*Task to complete*:
For this exercise, copy each line of the records that contains the word "sneaker".

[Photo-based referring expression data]
*** Begin section ***

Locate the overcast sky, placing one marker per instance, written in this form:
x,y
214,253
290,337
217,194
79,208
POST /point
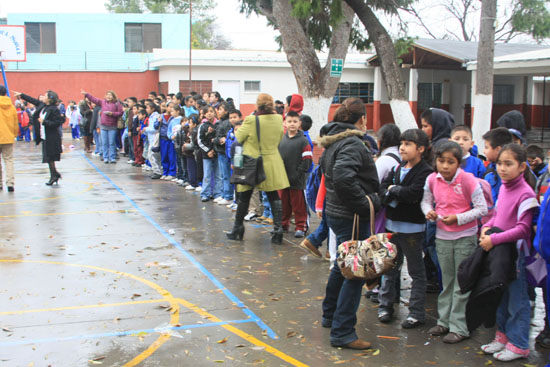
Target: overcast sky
x,y
244,33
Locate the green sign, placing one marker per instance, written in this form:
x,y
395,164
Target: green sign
x,y
336,67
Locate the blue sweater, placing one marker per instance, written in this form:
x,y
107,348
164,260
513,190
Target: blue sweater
x,y
474,165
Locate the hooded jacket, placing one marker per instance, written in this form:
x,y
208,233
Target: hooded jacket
x,y
8,121
513,120
350,173
442,124
296,103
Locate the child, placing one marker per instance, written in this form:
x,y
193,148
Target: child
x,y
535,157
139,119
211,174
514,215
402,192
437,124
453,191
167,150
494,140
224,166
296,153
74,120
462,135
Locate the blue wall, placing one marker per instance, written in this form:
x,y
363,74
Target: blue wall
x,y
95,42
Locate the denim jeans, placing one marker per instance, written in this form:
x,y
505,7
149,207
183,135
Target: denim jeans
x,y
267,206
342,296
108,139
514,311
211,182
408,245
224,167
98,145
320,234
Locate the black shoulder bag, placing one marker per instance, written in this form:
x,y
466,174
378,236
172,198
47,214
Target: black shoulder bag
x,y
252,172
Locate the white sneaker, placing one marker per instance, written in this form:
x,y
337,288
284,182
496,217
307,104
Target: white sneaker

*** End section ***

*Solution*:
Locate the white sneaker, placing one marker per instance, written in this form:
Target: white sneaker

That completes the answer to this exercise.